To do — Lay out each line of the material below as a Markdown table with the columns Row and Line, numbering the rows in order. Omit blank lines and the pictures.

Stored records —
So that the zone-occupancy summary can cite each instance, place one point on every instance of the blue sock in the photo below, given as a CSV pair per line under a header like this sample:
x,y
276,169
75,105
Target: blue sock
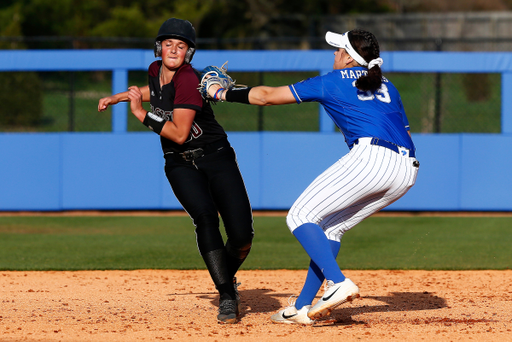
x,y
316,244
314,280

Output —
| Row | Line |
|---|---|
| 1 | So that the zone-occupancy summary can cite each instance, place one point on every instance of the blue sock in the photo below, given as a CSV pair per line under a header like this sample: |
| 2 | x,y |
| 3 | 276,169 |
| 4 | 75,105 |
| 5 | Target: blue sock |
| 6 | x,y |
| 7 | 316,244 |
| 8 | 314,280 |